[Text segment Boundary: Start]

Deepinder Goyal is bored. After solving the existential crisis of how to get butter chicken to your door in twelve minutes, the Zomato boss has decided he’s the new gatekeeper of your soul. Or at least, your wrist.
This week, Goyal took to social media to tease a waitlist for something called the "Temple Device." He didn’t just call it a new gadget. He called it the "most important wearable ever made." It’s a bold claim for a man whose primary contribution to human history is an app that makes us feel guilty about not tipping delivery drivers.
We don't have the full spec sheet yet. Tech CEOs love the slow drip of information more than they love their own stock options. But the silhouette suggests a ring or a sleek wristband, likely finished in some high-polish alloy that looks great in a boardroom and even better in a promotional LinkedIn post. The name alone tells you everything you need to know about the target audience. It’s for the high-achieving, guilt-ridden professional who wants to optimize their spirituality the same way they optimize their sleep cycles and protein intake.
The waitlist is already live. Because of course it is. In the tech world, nothing says "disruptive innovation" like artificial scarcity. If you can’t make it good, make it hard to get.
But let’s talk about the friction. The rumored price tag is floating around the ₹29,000 mark. That’s a lot of money for a device that essentially promises to track your "inner peace." The trade-off is the real kicker, though. We’re talking about a company that already knows your cholesterol levels, your late-night regrets, and your exact GPS coordinates. Now, Goyal wants to track your devotion.

[Text segment Boundary: End]

Reproduce the stretch of the piece on the Temple Device from "This week, Goyal" through "and protein intake.", word for word.

[Supplied entries Boundary: Start]

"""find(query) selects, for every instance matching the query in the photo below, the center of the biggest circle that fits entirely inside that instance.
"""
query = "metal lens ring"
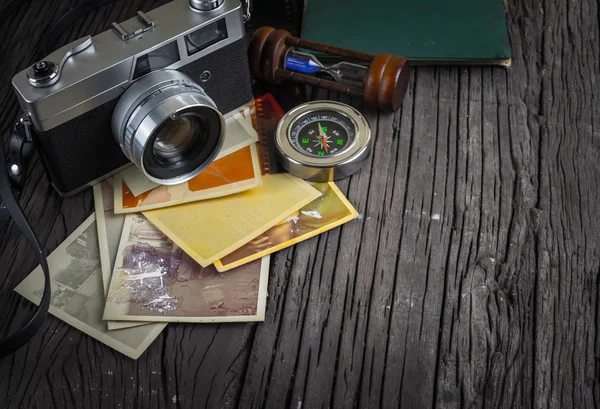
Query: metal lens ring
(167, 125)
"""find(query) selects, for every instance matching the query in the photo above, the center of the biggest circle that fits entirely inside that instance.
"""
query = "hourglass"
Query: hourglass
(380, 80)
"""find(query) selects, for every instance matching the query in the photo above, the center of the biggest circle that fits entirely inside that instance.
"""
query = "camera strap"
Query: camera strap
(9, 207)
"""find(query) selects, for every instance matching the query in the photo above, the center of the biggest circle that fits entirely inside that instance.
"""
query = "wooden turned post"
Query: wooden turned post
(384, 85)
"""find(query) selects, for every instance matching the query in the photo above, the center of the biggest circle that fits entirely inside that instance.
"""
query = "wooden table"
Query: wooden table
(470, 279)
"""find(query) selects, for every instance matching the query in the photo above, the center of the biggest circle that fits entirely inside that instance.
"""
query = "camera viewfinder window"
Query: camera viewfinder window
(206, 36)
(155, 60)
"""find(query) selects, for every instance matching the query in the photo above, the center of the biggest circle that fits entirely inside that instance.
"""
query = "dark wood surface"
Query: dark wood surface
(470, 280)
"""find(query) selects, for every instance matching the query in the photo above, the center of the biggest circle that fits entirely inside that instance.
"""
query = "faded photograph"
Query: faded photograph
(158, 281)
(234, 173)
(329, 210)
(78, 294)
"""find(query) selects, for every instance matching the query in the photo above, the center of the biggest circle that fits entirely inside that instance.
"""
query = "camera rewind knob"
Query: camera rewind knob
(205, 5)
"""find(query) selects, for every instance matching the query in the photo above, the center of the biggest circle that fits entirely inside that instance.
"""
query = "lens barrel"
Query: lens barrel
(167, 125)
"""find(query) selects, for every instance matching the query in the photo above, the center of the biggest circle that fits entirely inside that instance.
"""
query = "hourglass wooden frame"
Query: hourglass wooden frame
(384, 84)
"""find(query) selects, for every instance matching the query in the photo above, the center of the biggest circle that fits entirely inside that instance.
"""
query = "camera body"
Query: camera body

[Supplied entries Boundary: End]
[Supplied entries Boundary: Start]

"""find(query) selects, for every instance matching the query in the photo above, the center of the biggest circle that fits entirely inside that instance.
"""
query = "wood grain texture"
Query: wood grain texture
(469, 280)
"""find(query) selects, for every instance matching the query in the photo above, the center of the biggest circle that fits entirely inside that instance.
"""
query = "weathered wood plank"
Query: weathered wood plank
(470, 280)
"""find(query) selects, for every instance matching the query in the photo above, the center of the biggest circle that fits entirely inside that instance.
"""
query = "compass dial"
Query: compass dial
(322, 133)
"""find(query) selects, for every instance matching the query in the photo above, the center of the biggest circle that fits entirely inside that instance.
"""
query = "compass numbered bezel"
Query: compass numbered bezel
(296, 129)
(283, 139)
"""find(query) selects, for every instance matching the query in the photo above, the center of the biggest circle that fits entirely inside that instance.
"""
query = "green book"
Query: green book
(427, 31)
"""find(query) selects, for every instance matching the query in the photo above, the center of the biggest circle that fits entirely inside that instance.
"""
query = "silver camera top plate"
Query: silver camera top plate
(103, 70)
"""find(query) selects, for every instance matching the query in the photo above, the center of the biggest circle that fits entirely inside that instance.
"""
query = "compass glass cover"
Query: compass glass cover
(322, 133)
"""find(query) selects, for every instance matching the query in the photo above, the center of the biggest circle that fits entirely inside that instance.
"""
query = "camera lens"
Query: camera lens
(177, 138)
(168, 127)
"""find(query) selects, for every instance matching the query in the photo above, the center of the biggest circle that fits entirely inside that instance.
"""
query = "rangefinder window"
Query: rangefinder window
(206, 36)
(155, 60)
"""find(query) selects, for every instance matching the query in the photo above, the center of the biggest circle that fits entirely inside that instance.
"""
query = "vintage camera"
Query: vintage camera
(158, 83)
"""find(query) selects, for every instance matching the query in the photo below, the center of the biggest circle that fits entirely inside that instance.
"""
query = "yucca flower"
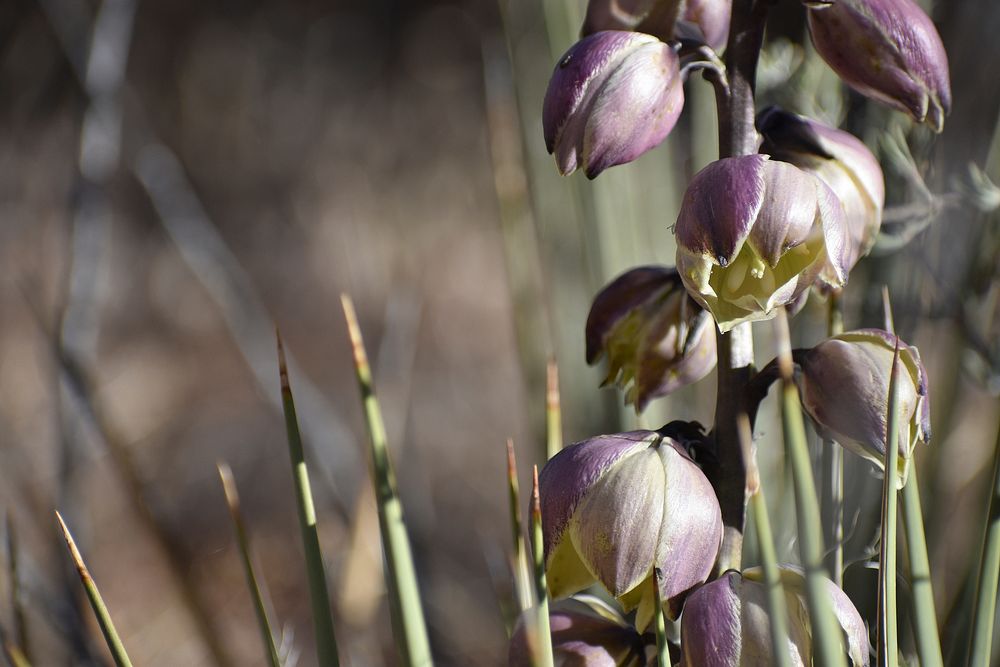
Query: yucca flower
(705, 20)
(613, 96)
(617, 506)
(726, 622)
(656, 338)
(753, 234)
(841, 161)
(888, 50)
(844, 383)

[Supplied entries Boundary: End]
[Supplied entries Boundary: Start]

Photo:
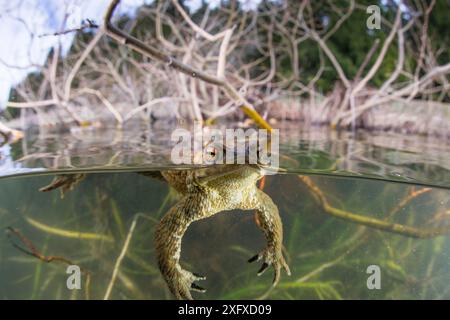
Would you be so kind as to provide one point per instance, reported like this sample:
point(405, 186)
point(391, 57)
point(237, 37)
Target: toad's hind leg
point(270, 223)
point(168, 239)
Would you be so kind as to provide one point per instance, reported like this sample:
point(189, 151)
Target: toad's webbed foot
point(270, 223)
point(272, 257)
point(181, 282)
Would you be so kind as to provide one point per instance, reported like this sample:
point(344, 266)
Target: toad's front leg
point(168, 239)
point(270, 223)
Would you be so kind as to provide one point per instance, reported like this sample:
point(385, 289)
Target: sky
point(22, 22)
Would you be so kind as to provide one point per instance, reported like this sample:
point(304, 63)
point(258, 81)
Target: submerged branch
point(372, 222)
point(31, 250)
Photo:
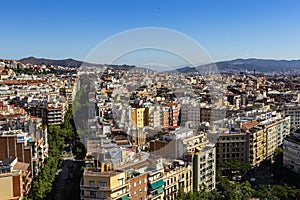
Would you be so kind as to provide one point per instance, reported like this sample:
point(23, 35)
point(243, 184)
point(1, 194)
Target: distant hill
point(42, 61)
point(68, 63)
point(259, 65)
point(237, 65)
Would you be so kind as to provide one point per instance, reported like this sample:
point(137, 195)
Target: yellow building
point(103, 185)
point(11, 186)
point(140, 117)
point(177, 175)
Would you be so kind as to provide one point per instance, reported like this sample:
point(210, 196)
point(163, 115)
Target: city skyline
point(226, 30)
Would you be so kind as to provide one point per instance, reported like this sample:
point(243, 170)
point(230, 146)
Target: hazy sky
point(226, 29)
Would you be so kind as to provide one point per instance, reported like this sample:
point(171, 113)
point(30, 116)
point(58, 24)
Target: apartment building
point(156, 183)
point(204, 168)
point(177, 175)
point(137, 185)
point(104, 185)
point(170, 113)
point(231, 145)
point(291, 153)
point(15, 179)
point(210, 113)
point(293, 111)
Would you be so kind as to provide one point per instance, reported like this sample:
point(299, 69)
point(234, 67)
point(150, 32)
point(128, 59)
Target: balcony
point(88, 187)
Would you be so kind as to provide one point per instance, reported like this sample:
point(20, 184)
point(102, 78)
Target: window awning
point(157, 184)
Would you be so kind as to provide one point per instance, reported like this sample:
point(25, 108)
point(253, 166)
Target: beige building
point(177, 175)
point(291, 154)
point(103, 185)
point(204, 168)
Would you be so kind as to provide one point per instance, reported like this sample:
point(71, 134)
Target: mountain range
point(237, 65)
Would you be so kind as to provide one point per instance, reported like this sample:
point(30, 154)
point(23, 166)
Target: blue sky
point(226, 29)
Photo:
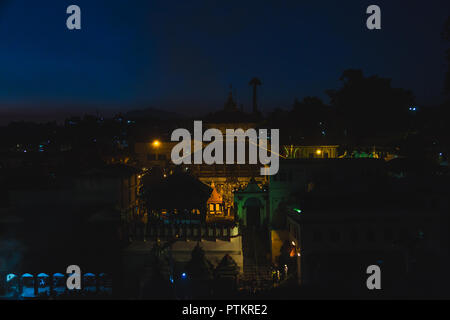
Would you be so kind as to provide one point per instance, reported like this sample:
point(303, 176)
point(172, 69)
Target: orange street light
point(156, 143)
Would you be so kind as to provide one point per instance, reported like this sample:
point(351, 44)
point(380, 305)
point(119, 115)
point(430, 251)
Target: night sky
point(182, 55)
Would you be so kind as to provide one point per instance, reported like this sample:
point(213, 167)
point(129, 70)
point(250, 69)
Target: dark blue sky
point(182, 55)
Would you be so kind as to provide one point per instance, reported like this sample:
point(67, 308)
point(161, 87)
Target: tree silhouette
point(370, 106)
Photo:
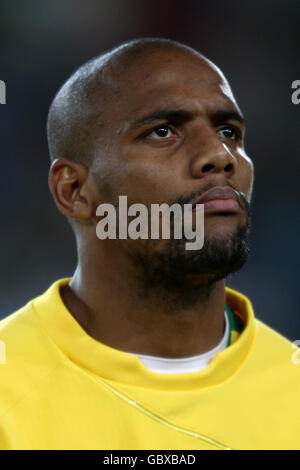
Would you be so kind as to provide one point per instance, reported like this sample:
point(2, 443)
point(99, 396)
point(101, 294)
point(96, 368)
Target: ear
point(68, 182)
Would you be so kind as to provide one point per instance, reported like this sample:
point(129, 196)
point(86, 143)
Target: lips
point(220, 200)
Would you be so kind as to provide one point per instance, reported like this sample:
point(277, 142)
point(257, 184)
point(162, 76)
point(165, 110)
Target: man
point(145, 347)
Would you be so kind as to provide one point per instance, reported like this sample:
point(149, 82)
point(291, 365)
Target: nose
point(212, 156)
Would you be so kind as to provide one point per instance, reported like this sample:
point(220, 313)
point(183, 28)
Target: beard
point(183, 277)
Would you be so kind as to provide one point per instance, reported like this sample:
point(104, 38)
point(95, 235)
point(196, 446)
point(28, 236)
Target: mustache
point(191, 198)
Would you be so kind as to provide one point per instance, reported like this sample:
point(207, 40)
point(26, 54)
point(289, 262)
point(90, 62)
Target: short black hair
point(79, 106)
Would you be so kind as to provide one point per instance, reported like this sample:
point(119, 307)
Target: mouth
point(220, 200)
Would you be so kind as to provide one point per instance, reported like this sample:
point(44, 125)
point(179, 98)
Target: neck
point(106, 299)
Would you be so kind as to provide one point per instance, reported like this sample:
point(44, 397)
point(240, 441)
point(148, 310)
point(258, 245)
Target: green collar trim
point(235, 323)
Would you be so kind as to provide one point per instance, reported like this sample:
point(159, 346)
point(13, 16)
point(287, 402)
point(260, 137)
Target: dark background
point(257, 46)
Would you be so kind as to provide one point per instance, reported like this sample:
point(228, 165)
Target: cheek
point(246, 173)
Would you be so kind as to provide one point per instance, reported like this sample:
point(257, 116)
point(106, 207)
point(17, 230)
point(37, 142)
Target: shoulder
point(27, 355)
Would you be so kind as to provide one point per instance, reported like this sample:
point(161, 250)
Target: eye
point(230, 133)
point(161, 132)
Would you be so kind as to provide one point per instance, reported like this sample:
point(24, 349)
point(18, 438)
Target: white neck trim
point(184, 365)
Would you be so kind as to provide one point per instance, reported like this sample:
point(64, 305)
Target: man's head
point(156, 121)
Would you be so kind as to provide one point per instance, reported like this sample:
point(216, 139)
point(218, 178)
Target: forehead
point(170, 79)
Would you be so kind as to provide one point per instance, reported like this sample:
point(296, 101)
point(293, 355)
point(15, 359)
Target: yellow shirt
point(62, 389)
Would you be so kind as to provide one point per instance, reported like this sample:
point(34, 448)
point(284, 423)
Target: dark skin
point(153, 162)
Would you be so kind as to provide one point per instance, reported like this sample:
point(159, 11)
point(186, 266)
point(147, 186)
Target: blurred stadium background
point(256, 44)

[Supplied entries Boundary: End]

Response to the task
This week, Goyal took to social media to tease a waitlist for something called the "Temple Device." He didn’t just call it a new gadget. He called it the "most important wearable ever made." It’s a bold claim for a man whose primary contribution to human history is an app that makes us feel guilty about not tipping delivery drivers.
We don't have the full spec sheet yet. Tech CEOs love the slow drip of information more than they love their own stock options. But the silhouette suggests a ring or a sleek wristband, likely finished in some high-polish alloy that looks great in a boardroom and even better in a promotional LinkedIn post. The name alone tells you everything you need to know about the target audience. It’s for the high-achieving, guilt-ridden professional who wants to optimize their spirituality the same way they optimize their sleep cycles and protein intake.